Copy out the records below word for word, leaving out the pictures.

>>>

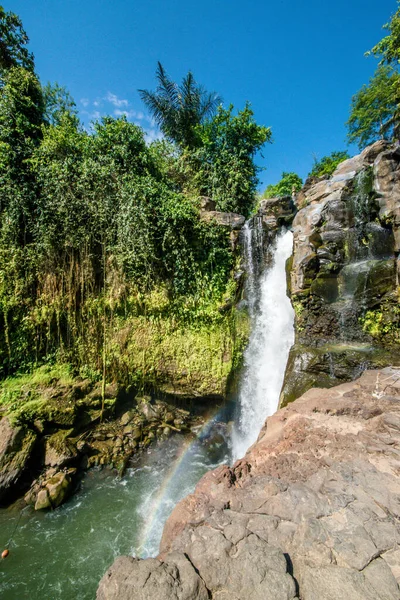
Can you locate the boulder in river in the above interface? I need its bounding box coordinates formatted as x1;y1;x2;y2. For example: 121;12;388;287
97;368;400;600
0;417;37;501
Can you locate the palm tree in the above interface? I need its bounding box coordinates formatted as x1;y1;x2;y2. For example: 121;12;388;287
139;62;221;148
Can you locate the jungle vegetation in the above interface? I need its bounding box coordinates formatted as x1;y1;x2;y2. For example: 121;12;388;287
0;9;271;394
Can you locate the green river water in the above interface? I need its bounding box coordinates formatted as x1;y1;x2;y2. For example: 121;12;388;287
0;423;228;600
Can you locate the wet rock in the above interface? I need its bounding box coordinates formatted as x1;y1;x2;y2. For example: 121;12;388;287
281;140;400;404
120;410;136;426
96;553;209;600
201;210;246;229
35;489;51;510
44;430;78;468
45;472;71;507
0;417;37;501
97;368;400;600
138;402;160;421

<<<

- _Solution to this exercise_:
Can you locate the boulder in river in the above interface? I need its bounding box coordinates formatted as x1;y1;x2;y2. For example: 121;12;388;287
97;368;400;600
0;417;37;501
Can you locate the palm tree in the above interface? I need its bounding box coordinates formatted as x1;y1;x2;y2. For example: 121;12;388;287
139;62;221;148
Can you locate the jungle vegetation in the above interface? I need its bounding box coordinates formatted as x1;y1;x2;y2. For example: 121;12;388;287
0;9;271;394
Can you locate the green river water in the above interface? I need its bounding box coordinates formatted as x1;y1;x2;y2. For example: 121;12;388;287
0;423;228;600
Can you locate the wet rock in the above interface? I need its bounding box coordinates formatted as x1;y1;x2;y2. For example: 121;12;388;287
281;140;400;404
120;410;136;426
96;553;209;600
201;210;246;229
35;489;51;510
44;430;78;468
45;472;71;507
0;417;37;501
97;368;400;600
138;402;160;421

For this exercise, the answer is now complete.